Provided text:
* Start *

How to Convert HEIC to PDF Free (iPhone Photos)
You snap a photo of a document on your iPhone, go to upload it to a college portal or email it to your office, and you hit a wall: the site only accepts PDF, or it flatly rejects your .HEIC file. It's one of the most common everyday frustrations for iPhone users in India and worldwide. The good news is you don't need any app or paid software. This guide shows you how to convert HEIC to PDF for free, right in your browser, with your photos never leaving your device.
What is HEIC, and why won't sites accept it?
HEIC (High Efficiency Image Container) is the format iPhones have used by default since iOS 11. Apple switched to it because it stores the same picture quality in roughly half the file size of a JPG — great for your storage, less great for compatibility. Many websites, Indian government portals, banking forms, and older Windows machines simply don't recognise .HEIC files. So when you try to upload a photographed marksheet, Aadhaar card, or signed form, it bounces back. Converting it to PDF solves this instantly: PDF is accepted almost everywhere, keeps your image crisp, and bundles multiple pages into one tidy file.

* End *

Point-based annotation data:
* Start *

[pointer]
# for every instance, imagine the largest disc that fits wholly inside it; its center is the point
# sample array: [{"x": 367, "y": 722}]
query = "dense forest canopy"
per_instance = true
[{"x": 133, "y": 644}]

* End *

Your objective: According to the HEIC-to-PDF guide, since which iOS version have iPhones used HEIC by default?

Exercise response: iOS 11